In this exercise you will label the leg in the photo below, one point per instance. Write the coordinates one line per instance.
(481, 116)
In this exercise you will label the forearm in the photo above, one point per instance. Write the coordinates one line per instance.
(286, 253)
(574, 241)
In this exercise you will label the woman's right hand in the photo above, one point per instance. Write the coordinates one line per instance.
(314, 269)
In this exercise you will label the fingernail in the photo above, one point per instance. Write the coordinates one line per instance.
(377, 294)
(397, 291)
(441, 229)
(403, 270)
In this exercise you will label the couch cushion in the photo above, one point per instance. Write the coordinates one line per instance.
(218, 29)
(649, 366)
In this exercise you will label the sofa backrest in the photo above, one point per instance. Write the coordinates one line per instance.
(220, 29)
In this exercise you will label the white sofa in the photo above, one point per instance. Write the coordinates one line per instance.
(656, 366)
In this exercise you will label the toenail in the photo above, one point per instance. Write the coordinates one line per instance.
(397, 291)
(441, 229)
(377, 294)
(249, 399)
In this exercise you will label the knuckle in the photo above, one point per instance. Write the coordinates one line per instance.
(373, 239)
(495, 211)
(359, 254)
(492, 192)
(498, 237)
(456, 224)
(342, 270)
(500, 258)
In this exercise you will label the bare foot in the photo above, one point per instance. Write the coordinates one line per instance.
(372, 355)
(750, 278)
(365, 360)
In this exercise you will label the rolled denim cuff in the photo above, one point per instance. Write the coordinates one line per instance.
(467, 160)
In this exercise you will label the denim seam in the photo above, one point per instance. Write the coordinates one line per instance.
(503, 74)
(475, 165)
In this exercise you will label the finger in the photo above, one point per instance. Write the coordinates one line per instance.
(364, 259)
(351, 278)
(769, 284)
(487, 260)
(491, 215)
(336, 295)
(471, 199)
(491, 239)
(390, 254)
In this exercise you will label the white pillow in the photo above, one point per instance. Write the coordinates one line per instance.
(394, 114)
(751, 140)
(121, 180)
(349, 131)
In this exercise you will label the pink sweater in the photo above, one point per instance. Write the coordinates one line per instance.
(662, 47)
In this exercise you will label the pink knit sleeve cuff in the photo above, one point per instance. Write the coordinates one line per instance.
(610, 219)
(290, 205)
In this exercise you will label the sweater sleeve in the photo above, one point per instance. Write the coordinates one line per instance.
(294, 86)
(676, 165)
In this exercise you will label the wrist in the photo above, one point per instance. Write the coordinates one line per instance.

----

#### [Objective]
Reproduce every line of the data verbatim.

#### [Expected answer]
In this exercise you will label the leg in the photo below, one point per instance. Write the coordinates one line per instance.
(481, 116)
In this exercise you will label the forearm in the photo above, one point per instance. Write the coordinates one line per instance.
(286, 253)
(574, 241)
In this exercise you will label the woman's right hand in the photo above, one point per instance. Write the coordinates one line per instance.
(314, 269)
In this exercise you will label the fingernail in the photo above, one point per instance. Write the coordinates one line per instance.
(377, 294)
(397, 291)
(441, 229)
(403, 270)
In this exercise you will label the couch cushion in the photo above, one point per instance. Write the coordinates one line per instance.
(218, 29)
(649, 366)
In this exercise you will label the sofa backrest in the photo above, one point per instance. Write the coordinates one line per instance.
(220, 29)
In this exercise you will label the white sofa in the photo above, one point per instance. Write the coordinates one line per instance.
(656, 366)
In this exercise you will label the toenail in the photo above, one point per instance. Write the coordinates one line per instance.
(397, 291)
(441, 229)
(377, 294)
(249, 399)
In this exercise you will label the knuckle in the photo above, one point per instance. Write the coordinates one line per instance.
(373, 239)
(495, 211)
(359, 254)
(492, 192)
(498, 237)
(456, 224)
(342, 270)
(500, 258)
In this exercise you will label the bare foot in the photo above, one point per instance. Write the coordinates one line per instance.
(372, 355)
(750, 278)
(365, 360)
In this exercise you will label the rolled denim cuff in the photo above, one point per instance. Write the coordinates one line per instance.
(467, 160)
In this exercise you will label the denim seam in the photo above, one point per instance. Write the coordinates one line per instance.
(503, 74)
(475, 165)
In this exercise you will label the finger in the photo above, one point per instance. Write the coordinates one line per instance.
(364, 259)
(351, 278)
(769, 284)
(487, 260)
(491, 215)
(336, 295)
(471, 199)
(491, 239)
(390, 254)
In this exercise you will label the white pillow in the photo above, one point per instance. Write the coordinates one line per instance.
(394, 114)
(751, 140)
(121, 180)
(349, 131)
In this exercise you will label the pink sweater in the photo above, one point per instance. Write the coordinates one line per instance.
(662, 47)
In this exercise you will label the pink knit sleeve cuff in the photo above, one point per instance. Write the coordinates one line per instance.
(610, 219)
(290, 205)
In this exercise you will label the sweater sleeve in the photo above, one point per instance. Write the coordinates one line per instance.
(294, 86)
(676, 165)
In this exercise you will label the wrist in the photo above, one point per instance. Write the coordinates one line per instance.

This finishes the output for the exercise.